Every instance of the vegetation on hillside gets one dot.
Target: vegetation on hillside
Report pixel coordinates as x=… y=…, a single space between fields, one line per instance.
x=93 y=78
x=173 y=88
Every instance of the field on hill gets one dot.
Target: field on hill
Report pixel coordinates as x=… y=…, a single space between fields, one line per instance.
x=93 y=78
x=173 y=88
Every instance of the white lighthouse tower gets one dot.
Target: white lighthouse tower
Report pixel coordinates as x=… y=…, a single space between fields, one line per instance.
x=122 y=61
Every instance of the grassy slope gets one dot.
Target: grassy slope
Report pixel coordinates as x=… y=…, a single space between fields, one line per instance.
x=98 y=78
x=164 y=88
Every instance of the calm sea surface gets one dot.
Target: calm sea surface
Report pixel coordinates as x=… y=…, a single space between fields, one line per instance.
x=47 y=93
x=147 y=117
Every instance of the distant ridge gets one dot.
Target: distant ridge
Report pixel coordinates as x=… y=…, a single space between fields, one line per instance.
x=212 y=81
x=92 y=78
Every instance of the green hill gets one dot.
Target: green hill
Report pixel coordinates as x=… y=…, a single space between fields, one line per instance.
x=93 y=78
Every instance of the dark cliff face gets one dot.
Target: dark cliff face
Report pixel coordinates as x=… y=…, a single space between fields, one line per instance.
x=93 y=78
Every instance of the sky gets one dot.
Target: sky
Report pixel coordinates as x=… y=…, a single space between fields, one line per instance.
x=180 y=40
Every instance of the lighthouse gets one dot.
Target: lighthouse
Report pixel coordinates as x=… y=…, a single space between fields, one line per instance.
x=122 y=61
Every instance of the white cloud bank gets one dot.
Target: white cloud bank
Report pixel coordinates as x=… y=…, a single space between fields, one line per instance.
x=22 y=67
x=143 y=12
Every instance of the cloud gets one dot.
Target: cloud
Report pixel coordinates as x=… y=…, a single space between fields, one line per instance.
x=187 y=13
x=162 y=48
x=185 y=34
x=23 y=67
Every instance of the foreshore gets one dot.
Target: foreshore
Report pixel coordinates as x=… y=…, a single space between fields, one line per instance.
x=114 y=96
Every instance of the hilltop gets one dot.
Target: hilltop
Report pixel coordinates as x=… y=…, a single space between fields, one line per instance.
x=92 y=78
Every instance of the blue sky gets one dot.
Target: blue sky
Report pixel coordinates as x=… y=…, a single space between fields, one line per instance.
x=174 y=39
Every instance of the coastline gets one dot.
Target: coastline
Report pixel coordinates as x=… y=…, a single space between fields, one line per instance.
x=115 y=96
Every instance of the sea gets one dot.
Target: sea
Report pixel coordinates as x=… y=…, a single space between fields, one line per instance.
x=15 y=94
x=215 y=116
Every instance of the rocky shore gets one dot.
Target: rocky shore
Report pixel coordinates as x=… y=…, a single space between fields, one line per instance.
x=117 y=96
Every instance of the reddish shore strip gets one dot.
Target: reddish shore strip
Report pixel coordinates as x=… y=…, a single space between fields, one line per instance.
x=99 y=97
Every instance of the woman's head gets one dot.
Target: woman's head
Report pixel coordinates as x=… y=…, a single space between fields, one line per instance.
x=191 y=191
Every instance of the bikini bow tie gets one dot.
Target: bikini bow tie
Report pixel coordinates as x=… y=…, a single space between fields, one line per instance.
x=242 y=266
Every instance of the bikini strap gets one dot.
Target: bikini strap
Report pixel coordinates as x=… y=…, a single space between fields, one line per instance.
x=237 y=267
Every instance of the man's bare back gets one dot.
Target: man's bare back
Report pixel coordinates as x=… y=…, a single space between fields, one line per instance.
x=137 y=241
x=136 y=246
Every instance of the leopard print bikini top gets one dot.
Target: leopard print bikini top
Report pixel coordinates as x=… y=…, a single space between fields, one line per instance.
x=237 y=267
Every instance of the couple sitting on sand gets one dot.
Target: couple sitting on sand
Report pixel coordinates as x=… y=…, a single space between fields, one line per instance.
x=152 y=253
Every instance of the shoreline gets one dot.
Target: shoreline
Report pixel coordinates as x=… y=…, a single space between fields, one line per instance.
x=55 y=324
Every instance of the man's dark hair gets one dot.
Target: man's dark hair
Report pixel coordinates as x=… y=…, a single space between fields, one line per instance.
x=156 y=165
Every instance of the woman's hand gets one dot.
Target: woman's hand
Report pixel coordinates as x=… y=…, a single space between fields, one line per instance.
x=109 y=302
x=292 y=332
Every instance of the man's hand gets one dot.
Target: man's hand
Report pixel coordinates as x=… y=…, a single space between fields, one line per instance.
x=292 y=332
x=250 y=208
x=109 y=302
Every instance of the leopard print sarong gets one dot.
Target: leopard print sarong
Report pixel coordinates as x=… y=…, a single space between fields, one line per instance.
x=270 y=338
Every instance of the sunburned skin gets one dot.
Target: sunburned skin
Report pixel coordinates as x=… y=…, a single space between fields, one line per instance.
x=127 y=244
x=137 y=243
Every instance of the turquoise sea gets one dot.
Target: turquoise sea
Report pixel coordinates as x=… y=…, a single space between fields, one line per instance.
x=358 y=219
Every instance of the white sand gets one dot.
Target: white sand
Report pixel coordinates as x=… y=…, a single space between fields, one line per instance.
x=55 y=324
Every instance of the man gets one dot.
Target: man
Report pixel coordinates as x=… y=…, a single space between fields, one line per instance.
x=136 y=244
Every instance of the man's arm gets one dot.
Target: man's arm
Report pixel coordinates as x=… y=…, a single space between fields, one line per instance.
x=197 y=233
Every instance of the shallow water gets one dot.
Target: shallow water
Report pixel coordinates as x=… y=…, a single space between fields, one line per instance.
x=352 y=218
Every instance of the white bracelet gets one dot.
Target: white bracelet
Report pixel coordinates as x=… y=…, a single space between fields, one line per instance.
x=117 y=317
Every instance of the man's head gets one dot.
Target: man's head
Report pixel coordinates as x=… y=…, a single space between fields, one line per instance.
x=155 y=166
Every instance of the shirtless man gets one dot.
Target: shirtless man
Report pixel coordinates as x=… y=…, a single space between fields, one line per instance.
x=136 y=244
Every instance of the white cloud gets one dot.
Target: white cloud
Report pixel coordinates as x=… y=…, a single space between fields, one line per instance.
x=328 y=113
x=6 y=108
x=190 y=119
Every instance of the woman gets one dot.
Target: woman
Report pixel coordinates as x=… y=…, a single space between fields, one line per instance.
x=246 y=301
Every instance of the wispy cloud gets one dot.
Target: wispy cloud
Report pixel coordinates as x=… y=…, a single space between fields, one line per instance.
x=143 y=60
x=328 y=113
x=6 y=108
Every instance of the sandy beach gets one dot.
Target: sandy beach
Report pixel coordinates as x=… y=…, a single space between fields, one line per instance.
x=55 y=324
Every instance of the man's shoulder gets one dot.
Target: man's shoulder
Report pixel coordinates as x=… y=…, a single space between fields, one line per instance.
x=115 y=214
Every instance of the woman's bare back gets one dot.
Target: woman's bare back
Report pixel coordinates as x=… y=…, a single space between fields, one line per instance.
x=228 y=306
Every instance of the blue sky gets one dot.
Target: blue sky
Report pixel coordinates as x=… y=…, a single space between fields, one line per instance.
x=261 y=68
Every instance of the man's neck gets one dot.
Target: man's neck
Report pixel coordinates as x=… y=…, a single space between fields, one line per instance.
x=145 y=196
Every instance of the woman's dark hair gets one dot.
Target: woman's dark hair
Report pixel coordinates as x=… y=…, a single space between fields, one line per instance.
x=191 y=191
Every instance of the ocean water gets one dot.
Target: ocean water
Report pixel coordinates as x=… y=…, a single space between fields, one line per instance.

+--

§ WRITTEN INSTRUCTION
Put the rows above into a Markdown table with a Row column holding a running number and a Text column holding each line, leaving out blank lines.

§ EXERCISE SOLUTION
| Row | Text |
|---|---|
| 1 | Every instance of the vegetation on hillside gets one dot. |
| 2 | Target: vegetation on hillside |
| 3 | Report pixel coordinates as x=… y=…, a single space between fields, one line per instance. |
| 4 | x=93 y=78 |
| 5 | x=173 y=88 |
| 6 | Every instance of the field on hill gets one dot. |
| 7 | Target: field on hill |
| 8 | Report pixel coordinates as x=… y=…, a single space between fields, one line per instance. |
| 9 | x=93 y=78 |
| 10 | x=173 y=88 |
| 11 | Every instance of the white lighthouse tower gets one dot. |
| 12 | Target: white lighthouse tower |
| 13 | Report pixel coordinates as x=… y=…, a single space between fields, one line per instance. |
| 14 | x=122 y=61 |
| 15 | Every instance of the grassy slope gets one dot. |
| 16 | Target: grassy slope |
| 17 | Report pixel coordinates as x=… y=…, a single space between fields, one line per instance. |
| 18 | x=98 y=78 |
| 19 | x=164 y=88 |
| 20 | Every instance of the calm sea surface gets one dot. |
| 21 | Target: calm sea surface |
| 22 | Report pixel coordinates as x=… y=…, a single space between fields, one line per instance. |
| 23 | x=47 y=93 |
| 24 | x=147 y=117 |
| 25 | Every instance of the distant ridge gets one dot. |
| 26 | Target: distant ridge |
| 27 | Report pixel coordinates as x=… y=…, a single space between fields, one line per instance. |
| 28 | x=212 y=81 |
| 29 | x=92 y=78 |
| 30 | Every instance of the green hill gets one dot. |
| 31 | Target: green hill |
| 32 | Report pixel coordinates as x=… y=…, a single space between fields, one line per instance. |
| 33 | x=93 y=78 |
| 34 | Every instance of the dark cliff face gets one dot. |
| 35 | Target: dark cliff face |
| 36 | Report pixel coordinates as x=… y=…, a single space between fields, one line per instance. |
| 37 | x=93 y=78 |
| 38 | Every instance of the sky gets one dot. |
| 39 | Target: sky |
| 40 | Report pixel coordinates as x=… y=…, a single space between fields, one line per instance. |
| 41 | x=180 y=40 |
| 42 | Every instance of the lighthouse gets one dot. |
| 43 | Target: lighthouse |
| 44 | Report pixel coordinates as x=… y=…, a single space between fields, one line per instance. |
| 45 | x=122 y=61 |
| 46 | Every instance of the white cloud bank gets one dot. |
| 47 | Target: white cloud bank |
| 48 | Report pixel coordinates as x=… y=…, a single space between fields, one line per instance. |
| 49 | x=22 y=67 |
| 50 | x=143 y=12 |
| 51 | Every instance of the cloud gets one dot. |
| 52 | Target: cloud |
| 53 | Report pixel coordinates as x=… y=…, a single space between fields, one line per instance. |
| 54 | x=187 y=13 |
| 55 | x=162 y=48 |
| 56 | x=185 y=34 |
| 57 | x=23 y=67 |
| 58 | Every instance of the foreshore gets one dot. |
| 59 | Target: foreshore |
| 60 | Report pixel coordinates as x=… y=…, a single space between fields, one line per instance. |
| 61 | x=114 y=96 |
| 62 | Every instance of the hilltop gets one dot. |
| 63 | Target: hilltop |
| 64 | Report pixel coordinates as x=… y=…, a single space between fields, one line per instance. |
| 65 | x=92 y=78 |
| 66 | Every instance of the blue sky gets one dot. |
| 67 | Target: blue sky |
| 68 | Report pixel coordinates as x=… y=…, a single space between fields, one line per instance. |
| 69 | x=174 y=39 |
| 70 | Every instance of the coastline gets one dot. |
| 71 | Target: coastline |
| 72 | Report pixel coordinates as x=… y=…, a single space between fields, one line per instance. |
| 73 | x=115 y=96 |
| 74 | Every instance of the sea gets one dot. |
| 75 | Target: sea |
| 76 | Report pixel coordinates as x=… y=…, a single space between fields, one line per instance. |
| 77 | x=15 y=94 |
| 78 | x=215 y=116 |
| 79 | Every instance of the rocky shore gets one dot. |
| 80 | Target: rocky shore |
| 81 | Report pixel coordinates as x=… y=…, a single space between fields, one line per instance. |
| 82 | x=117 y=96 |
| 83 | Every instance of the reddish shore strip gets one dot. |
| 84 | Target: reddish shore strip |
| 85 | Report pixel coordinates as x=… y=…, a single space between fields, one line per instance. |
| 86 | x=99 y=97 |
| 87 | Every instance of the woman's head gets one dot. |
| 88 | Target: woman's head |
| 89 | Report pixel coordinates as x=… y=…, a single space between fields, one line per instance. |
| 90 | x=191 y=191 |
| 91 | Every instance of the bikini bow tie gets one dot. |
| 92 | Target: bikini bow tie |
| 93 | Report pixel coordinates as x=… y=…, a single space between fields, one line per instance. |
| 94 | x=242 y=266 |
| 95 | Every instance of the bikini strap gets one dot. |
| 96 | Target: bikini strap |
| 97 | Report pixel coordinates as x=… y=…, a single space between fields, one line per instance. |
| 98 | x=237 y=267 |
| 99 | Every instance of the man's bare back gets one dot. |
| 100 | Target: man's bare back |
| 101 | Report pixel coordinates as x=… y=…, a single space between fields, one line per instance. |
| 102 | x=137 y=241 |
| 103 | x=136 y=246 |
| 104 | Every instance of the leopard print bikini top gets one dot. |
| 105 | Target: leopard print bikini top |
| 106 | Report pixel coordinates as x=… y=…, a single space between fields, one line per instance. |
| 107 | x=237 y=267 |
| 108 | Every instance of the couple sitting on sand gets one dot. |
| 109 | Target: couple sitting on sand |
| 110 | Report pixel coordinates as x=… y=…, a single space between fields, one line per instance. |
| 111 | x=152 y=253 |
| 112 | Every instance of the shoreline gets one dot. |
| 113 | Target: shoreline |
| 114 | Report pixel coordinates as x=… y=…, a single space between fields, one line per instance. |
| 115 | x=55 y=324 |
| 116 | Every instance of the man's dark hair gets one dot. |
| 117 | Target: man's dark hair |
| 118 | Report pixel coordinates as x=… y=…, a single space between fields, one line per instance. |
| 119 | x=156 y=165 |
| 120 | Every instance of the woman's hand gets one dot. |
| 121 | Target: woman's hand |
| 122 | Report pixel coordinates as x=… y=…, a single space between fields, one line per instance. |
| 123 | x=109 y=302 |
| 124 | x=292 y=332 |
| 125 | Every instance of the man's hand gets one dot. |
| 126 | Target: man's hand |
| 127 | Report pixel coordinates as x=… y=…, a single space between fields, one line per instance. |
| 128 | x=292 y=332 |
| 129 | x=250 y=208 |
| 130 | x=109 y=302 |
| 131 | Every instance of the leopard print sarong gets one dot. |
| 132 | Target: leopard print sarong |
| 133 | Report pixel coordinates as x=… y=…, a single space between fields, one line per instance. |
| 134 | x=270 y=338 |
| 135 | Every instance of the sunburned skin gets one dot. |
| 136 | Target: sunburned skin |
| 137 | Report pixel coordinates as x=… y=…, a single space between fields, one line per instance. |
| 138 | x=127 y=244 |
| 139 | x=137 y=243 |
| 140 | Every instance of the turquoise sea gets one dot. |
| 141 | Target: turquoise sea |
| 142 | Report pixel coordinates as x=… y=…, a single space between fields, one line per instance. |
| 143 | x=358 y=219 |
| 144 | Every instance of the white sand gets one dot. |
| 145 | Target: white sand |
| 146 | Report pixel coordinates as x=… y=…, a single space between fields, one line per instance. |
| 147 | x=55 y=324 |
| 148 | Every instance of the man gets one dot. |
| 149 | Target: man |
| 150 | Report pixel coordinates as x=… y=…, a single space between fields, one line per instance. |
| 151 | x=136 y=244 |
| 152 | Every instance of the man's arm gets one dot. |
| 153 | Target: man's arm |
| 154 | Report pixel coordinates as x=… y=…, a single space between fields, one line per instance. |
| 155 | x=197 y=233 |
| 156 | Every instance of the shallow water gets one dot. |
| 157 | Target: shallow water |
| 158 | Report pixel coordinates as x=… y=…, a single space between fields, one line per instance. |
| 159 | x=352 y=218 |
| 160 | Every instance of the white bracelet gets one dot. |
| 161 | Target: white bracelet |
| 162 | Report pixel coordinates as x=… y=…, a single space between fields, one line per instance. |
| 163 | x=117 y=317 |
| 164 | Every instance of the man's head gets one dot. |
| 165 | Target: man's head |
| 166 | Report pixel coordinates as x=… y=…, a single space between fields, one line per instance. |
| 167 | x=155 y=166 |
| 168 | Every instance of the shirtless man gets one dot. |
| 169 | Target: shirtless man |
| 170 | Report pixel coordinates as x=… y=…, a single space between fields, one line per instance. |
| 171 | x=136 y=244 |
| 172 | Every instance of the white cloud gets one dot. |
| 173 | Target: white cloud |
| 174 | Report pixel coordinates as x=… y=…, a single space between fields, one line per instance. |
| 175 | x=328 y=113 |
| 176 | x=6 y=108 |
| 177 | x=190 y=119 |
| 178 | Every instance of the woman gets one dot. |
| 179 | Target: woman |
| 180 | Report pixel coordinates as x=… y=…, a single space between fields, one line per instance. |
| 181 | x=246 y=301 |
| 182 | Every instance of the wispy cloud gets one dot. |
| 183 | Target: wispy cloud |
| 184 | Report pixel coordinates as x=… y=…, a single space between fields, one line per instance. |
| 185 | x=143 y=60 |
| 186 | x=328 y=113 |
| 187 | x=6 y=108 |
| 188 | Every instance of the sandy beach gets one dot. |
| 189 | Target: sandy beach |
| 190 | Report pixel coordinates as x=… y=…, a single space between fields, one line per instance. |
| 191 | x=55 y=324 |
| 192 | Every instance of the man's shoulder gets one dot. |
| 193 | Target: man's shoulder |
| 194 | Report pixel coordinates as x=… y=…, a single space between fields, one line per instance. |
| 195 | x=115 y=214 |
| 196 | Every instance of the woman's bare back gets one dot. |
| 197 | Target: woman's bare back |
| 198 | Report pixel coordinates as x=… y=…, a single space between fields, one line per instance. |
| 199 | x=228 y=306 |
| 200 | Every instance of the blue sky gets one dot. |
| 201 | Target: blue sky |
| 202 | Report pixel coordinates as x=… y=…, a single space between fields, one line per instance. |
| 203 | x=261 y=68 |
| 204 | Every instance of the man's neck gets one dot. |
| 205 | Target: man's neck |
| 206 | Report pixel coordinates as x=… y=…, a single space between fields, one line per instance. |
| 207 | x=145 y=196 |
| 208 | Every instance of the woman's dark hair gets one dot. |
| 209 | Target: woman's dark hair |
| 210 | Report pixel coordinates as x=… y=…, a single space between fields, one line per instance. |
| 211 | x=191 y=191 |
| 212 | Every instance of the ocean water gets one dot. |
| 213 | Target: ocean water |
| 214 | Report pixel coordinates as x=… y=…, a single space between fields, one line per instance. |